▸ **TASK STATEMENT**:
Scan the records below for the line with "Target: yellow flower" and the line with "green stem, each". Repeat those two lines and every line between them exactly, and nothing else.
Start of DATASET EXTRACT
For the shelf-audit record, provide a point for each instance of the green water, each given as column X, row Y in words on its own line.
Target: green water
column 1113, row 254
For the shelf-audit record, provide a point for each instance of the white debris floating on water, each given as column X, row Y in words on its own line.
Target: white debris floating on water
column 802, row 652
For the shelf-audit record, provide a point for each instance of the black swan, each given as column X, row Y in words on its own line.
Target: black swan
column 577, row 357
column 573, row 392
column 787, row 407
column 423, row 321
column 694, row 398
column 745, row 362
End of DATASET EXTRACT
Start of DATASET EXTRACT
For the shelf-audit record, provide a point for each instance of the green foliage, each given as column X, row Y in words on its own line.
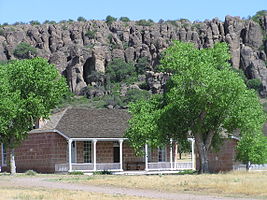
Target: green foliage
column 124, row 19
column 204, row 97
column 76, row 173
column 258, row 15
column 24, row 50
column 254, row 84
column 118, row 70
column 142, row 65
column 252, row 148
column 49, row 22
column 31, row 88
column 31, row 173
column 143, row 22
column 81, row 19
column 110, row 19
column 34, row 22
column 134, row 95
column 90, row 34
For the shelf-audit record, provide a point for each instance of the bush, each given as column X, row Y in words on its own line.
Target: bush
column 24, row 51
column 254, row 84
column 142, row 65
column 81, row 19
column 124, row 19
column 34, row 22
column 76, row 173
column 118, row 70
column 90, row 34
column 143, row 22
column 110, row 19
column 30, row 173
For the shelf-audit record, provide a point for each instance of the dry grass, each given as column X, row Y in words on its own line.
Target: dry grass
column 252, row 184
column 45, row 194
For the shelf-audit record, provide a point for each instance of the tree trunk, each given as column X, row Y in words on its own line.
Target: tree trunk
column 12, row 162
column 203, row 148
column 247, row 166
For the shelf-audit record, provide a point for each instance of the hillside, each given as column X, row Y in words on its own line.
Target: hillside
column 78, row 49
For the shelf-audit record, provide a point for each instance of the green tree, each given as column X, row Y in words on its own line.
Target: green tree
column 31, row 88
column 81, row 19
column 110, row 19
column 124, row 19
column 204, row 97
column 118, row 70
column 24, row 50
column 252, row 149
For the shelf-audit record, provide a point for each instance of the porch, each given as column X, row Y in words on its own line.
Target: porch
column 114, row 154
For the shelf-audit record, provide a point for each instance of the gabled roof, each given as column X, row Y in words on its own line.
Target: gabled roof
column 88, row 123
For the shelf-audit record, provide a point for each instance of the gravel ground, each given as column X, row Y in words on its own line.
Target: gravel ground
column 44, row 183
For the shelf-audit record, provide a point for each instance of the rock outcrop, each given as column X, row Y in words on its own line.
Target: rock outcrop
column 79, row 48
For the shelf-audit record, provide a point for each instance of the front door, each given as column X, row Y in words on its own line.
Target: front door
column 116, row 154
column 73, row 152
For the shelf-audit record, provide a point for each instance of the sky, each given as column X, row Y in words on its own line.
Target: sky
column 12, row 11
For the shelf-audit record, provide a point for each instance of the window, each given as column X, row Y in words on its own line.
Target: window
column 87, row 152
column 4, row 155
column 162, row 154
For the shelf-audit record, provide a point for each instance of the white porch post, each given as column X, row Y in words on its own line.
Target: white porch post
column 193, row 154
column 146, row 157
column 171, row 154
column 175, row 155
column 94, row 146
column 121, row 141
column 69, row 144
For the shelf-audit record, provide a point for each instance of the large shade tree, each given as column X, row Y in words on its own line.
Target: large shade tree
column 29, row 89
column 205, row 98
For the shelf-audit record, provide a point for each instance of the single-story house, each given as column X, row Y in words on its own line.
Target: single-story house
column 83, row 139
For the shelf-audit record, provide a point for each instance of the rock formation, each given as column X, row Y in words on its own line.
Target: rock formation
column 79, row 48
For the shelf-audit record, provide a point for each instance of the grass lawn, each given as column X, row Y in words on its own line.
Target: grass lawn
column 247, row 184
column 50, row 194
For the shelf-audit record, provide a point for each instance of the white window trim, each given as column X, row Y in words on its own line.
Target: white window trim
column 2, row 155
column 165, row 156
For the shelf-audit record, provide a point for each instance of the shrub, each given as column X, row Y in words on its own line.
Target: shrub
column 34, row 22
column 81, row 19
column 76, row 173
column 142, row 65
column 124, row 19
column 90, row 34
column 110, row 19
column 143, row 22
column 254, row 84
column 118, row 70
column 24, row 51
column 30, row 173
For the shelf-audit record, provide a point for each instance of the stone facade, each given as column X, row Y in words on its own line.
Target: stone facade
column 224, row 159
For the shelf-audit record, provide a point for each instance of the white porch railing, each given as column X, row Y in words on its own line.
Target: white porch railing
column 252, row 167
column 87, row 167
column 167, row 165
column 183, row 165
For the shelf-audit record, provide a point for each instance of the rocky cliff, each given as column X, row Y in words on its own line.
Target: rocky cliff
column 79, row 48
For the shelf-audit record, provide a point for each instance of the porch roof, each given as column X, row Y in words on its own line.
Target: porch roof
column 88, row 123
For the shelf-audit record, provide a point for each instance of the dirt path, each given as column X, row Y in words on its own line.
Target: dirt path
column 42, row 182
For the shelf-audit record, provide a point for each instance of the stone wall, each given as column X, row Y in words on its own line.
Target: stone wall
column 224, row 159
End of DATASET EXTRACT
Start of DATASET EXTRACT
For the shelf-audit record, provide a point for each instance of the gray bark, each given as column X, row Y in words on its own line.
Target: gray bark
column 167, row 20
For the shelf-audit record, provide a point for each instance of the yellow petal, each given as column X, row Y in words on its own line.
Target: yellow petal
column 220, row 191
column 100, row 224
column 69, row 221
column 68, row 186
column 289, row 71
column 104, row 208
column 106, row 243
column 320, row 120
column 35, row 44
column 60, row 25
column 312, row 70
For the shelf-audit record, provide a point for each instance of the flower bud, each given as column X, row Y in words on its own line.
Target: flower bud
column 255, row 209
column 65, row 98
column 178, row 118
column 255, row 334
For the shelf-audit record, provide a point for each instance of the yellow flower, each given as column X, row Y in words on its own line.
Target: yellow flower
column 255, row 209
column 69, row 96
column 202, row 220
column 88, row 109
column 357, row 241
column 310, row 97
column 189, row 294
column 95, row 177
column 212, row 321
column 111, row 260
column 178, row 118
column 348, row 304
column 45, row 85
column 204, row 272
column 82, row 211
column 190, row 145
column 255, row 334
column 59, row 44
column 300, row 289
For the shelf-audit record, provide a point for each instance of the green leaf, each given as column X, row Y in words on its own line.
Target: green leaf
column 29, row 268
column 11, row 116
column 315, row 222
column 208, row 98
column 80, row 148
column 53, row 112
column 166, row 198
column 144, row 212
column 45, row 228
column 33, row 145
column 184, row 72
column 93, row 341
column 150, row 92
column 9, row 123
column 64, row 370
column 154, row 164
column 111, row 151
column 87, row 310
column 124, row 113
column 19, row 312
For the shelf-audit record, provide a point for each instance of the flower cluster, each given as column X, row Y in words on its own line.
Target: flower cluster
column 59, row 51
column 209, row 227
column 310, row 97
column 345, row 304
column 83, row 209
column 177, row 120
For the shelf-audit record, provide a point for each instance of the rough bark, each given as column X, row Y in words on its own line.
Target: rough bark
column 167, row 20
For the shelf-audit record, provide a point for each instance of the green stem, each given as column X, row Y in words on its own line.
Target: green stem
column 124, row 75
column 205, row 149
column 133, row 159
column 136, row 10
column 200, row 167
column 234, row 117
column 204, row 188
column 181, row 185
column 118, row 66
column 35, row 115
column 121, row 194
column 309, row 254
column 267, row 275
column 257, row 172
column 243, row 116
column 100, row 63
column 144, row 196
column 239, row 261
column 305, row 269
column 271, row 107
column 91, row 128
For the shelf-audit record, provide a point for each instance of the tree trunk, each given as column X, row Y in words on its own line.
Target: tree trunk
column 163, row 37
End of DATASET EXTRACT
▸ **TASK SOLUTION**:
Target: yellow flower
column 255, row 209
column 69, row 96
column 202, row 220
column 88, row 109
column 357, row 241
column 310, row 97
column 189, row 294
column 95, row 177
column 212, row 321
column 111, row 260
column 178, row 118
column 348, row 304
column 45, row 85
column 204, row 272
column 82, row 211
column 190, row 145
column 255, row 334
column 59, row 44
column 300, row 289
For the shelf-audit record, provide a point for each instance of the green leaf, each given as column X, row Y in words on its own line.
Target: green leaf
column 29, row 268
column 11, row 116
column 315, row 222
column 208, row 98
column 80, row 148
column 53, row 112
column 166, row 198
column 144, row 212
column 45, row 228
column 33, row 145
column 184, row 72
column 93, row 341
column 150, row 92
column 9, row 123
column 64, row 370
column 154, row 164
column 111, row 151
column 87, row 310
column 124, row 113
column 19, row 312
For the shelf-audit record, provide a point for each instance of the flower cluster, each given as column X, row Y in words on its own line.
Target: flower cluster
column 59, row 51
column 209, row 227
column 310, row 97
column 345, row 304
column 83, row 209
column 177, row 120
For the shelf-audit record, provide a point for each instance of the rough bark, each given as column X, row Y in words on its own line.
Target: rough bark
column 167, row 20
For the shelf-audit record, provide a point for each instance of the green stem, each given as column X, row Y in words on its own line.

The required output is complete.